**Given problem**
Reproduce every one of the records below verbatim, omitting the pictures.

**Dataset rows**
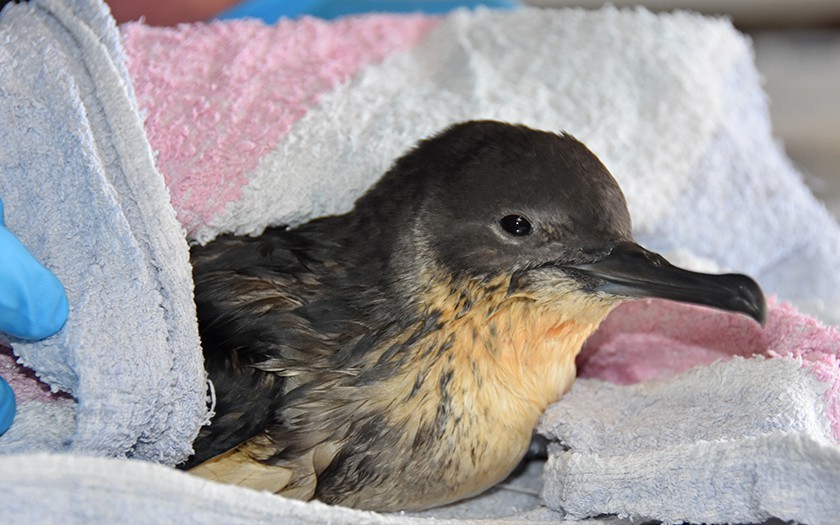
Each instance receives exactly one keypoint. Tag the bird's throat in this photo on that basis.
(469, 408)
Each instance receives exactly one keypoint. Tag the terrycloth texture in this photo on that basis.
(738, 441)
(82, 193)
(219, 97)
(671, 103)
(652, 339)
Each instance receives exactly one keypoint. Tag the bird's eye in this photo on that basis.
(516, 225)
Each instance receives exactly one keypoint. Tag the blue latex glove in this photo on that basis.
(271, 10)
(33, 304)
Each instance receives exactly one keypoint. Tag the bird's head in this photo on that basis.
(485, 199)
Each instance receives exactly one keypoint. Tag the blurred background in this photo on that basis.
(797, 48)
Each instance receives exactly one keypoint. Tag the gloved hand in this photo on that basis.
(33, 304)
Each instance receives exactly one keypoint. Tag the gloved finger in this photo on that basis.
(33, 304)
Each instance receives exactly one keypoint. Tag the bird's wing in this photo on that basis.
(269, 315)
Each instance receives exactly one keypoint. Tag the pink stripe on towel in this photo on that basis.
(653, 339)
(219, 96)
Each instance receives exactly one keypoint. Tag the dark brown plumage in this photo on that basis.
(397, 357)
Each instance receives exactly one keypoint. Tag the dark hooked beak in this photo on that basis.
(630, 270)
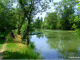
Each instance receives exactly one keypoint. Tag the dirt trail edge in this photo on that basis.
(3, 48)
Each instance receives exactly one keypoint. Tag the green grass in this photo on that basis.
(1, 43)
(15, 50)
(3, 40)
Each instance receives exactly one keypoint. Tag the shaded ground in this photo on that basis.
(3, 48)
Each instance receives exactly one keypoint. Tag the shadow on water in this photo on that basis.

**Correct output**
Each instance receives exactly one keypoint. Tag the bird's throat in this photo on that basis.
(469, 408)
Each instance receives exactly one keypoint. Tag the terrycloth texture in this photo on that basis.
(738, 441)
(82, 193)
(219, 97)
(671, 103)
(652, 339)
Each instance receives exactly one keypoint. Tag the bird's eye in this photo on that basis.
(516, 225)
Each instance receives exactly one keypoint. Tag the blue latex glove in this photo on that basis.
(271, 10)
(33, 304)
Each instance receives exactly one keypoint. Tag the bird's head in this photo on that basis.
(485, 199)
Each instance receives exactly one keypoint. Tag the blurred background in this photo on that basis.
(797, 48)
Each instance receives exactly one keypoint. Tag the gloved hand in this photo on that basis.
(33, 304)
Each instance receives exactly one keypoint. Tag the gloved finger in this photo on that basis.
(33, 304)
Each instance receives exactly one keypoint. Tag the bird's wing in this photo on that basis.
(269, 315)
Each instance receives exactly one keypoint. Tag the pink stripe on towel in this photo on that basis.
(653, 339)
(219, 96)
Each instance receives exactly one keypoint. Tag the dark brown plumage in this photo on that basis.
(397, 357)
Each instance receives exactly one keypoint. Tag the dark hooked beak in this photo on that basis.
(630, 270)
Each instance receives exactly one keypoint. Tag the dirt trail edge in this photo on that basis.
(3, 48)
Each instance receives exactly one keypoint. Tag the green grass in this photo on that basis.
(1, 43)
(15, 50)
(3, 40)
Each instance receives exactly one keypoint. Tag the shaded ground in this photo on that basis.
(3, 48)
Each instance receives exactly one keypoint. Tag the shadow on water in this photo on that basis.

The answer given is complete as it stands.